»»

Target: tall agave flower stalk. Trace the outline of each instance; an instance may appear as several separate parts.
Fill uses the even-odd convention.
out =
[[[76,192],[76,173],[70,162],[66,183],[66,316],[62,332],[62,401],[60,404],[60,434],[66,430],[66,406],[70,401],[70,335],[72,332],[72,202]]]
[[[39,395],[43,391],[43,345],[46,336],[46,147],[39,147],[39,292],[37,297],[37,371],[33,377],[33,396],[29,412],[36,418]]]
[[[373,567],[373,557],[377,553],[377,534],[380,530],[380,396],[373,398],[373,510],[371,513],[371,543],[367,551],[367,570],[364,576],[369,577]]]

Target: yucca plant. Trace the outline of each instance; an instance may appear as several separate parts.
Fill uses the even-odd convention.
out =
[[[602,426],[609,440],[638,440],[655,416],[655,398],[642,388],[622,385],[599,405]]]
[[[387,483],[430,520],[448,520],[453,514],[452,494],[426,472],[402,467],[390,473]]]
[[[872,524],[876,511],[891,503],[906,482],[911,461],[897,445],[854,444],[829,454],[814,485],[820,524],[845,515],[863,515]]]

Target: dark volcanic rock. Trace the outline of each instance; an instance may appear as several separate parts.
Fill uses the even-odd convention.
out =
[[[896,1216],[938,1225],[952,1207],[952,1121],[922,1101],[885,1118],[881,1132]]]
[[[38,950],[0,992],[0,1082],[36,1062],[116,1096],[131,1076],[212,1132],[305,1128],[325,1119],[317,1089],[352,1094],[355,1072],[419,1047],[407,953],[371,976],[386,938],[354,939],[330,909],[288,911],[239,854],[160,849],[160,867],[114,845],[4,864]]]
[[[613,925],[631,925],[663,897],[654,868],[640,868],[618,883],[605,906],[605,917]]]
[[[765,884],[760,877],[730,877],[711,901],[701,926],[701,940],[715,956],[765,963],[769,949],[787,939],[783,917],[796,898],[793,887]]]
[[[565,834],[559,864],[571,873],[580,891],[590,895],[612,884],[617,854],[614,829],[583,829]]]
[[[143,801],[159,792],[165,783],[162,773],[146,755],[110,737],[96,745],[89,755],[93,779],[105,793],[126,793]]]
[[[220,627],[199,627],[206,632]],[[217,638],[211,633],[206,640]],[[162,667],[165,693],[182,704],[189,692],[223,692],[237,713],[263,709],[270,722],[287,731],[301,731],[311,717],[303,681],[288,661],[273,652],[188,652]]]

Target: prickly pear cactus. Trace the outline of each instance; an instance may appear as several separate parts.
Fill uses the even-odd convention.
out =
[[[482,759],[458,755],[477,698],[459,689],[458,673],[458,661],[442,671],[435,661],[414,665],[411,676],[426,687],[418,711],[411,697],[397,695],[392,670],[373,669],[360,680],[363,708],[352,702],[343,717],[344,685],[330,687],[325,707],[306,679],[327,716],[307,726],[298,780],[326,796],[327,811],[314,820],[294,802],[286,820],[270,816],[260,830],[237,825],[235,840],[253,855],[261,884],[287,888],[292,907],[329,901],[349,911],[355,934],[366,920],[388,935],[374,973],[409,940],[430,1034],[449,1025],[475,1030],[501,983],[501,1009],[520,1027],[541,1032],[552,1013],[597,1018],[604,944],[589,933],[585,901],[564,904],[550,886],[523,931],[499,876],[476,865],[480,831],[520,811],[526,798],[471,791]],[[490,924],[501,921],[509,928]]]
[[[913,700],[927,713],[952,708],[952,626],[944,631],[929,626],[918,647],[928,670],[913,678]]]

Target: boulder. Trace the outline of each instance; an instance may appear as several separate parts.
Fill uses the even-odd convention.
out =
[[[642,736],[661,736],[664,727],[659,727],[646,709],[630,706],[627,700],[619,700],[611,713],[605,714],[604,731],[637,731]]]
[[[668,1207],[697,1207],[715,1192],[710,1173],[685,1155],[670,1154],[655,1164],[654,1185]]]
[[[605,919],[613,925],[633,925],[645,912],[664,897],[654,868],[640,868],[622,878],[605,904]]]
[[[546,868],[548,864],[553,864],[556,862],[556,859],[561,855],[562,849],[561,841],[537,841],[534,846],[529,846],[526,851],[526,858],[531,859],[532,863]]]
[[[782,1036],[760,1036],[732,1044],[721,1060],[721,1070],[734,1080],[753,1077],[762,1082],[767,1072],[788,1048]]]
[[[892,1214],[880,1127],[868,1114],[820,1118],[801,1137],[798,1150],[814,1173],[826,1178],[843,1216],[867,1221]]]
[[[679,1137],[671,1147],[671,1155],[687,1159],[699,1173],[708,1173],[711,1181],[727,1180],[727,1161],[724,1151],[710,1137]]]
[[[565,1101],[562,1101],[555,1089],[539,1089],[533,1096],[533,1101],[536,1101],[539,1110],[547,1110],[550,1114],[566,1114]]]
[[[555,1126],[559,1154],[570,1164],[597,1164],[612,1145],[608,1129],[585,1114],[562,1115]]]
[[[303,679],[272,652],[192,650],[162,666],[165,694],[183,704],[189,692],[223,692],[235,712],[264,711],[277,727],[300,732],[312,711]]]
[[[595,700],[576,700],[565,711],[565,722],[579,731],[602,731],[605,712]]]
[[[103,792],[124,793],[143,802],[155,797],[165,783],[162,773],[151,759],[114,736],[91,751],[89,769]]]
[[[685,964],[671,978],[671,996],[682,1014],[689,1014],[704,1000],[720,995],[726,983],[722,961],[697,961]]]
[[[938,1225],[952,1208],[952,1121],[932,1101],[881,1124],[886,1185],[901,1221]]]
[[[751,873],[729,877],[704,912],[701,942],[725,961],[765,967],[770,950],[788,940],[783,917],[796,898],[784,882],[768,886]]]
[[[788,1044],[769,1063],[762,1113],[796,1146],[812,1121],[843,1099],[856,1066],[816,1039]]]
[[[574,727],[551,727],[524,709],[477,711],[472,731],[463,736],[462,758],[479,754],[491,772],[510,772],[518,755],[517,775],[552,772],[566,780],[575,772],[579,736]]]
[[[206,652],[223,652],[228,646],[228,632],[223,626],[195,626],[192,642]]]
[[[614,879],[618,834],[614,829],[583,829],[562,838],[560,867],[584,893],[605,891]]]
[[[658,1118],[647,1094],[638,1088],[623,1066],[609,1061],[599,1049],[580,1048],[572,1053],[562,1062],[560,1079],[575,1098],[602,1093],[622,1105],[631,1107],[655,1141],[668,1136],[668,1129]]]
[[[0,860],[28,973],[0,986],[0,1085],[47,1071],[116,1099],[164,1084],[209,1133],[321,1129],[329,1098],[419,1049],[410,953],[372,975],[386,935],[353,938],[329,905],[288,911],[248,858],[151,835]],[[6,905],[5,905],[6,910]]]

««

EXERCISE DIRECTIONS ▸ How many lines in the rows above contain the string "each", with case counting? Reply with only the number.

CORRECT OUTPUT ▸ 5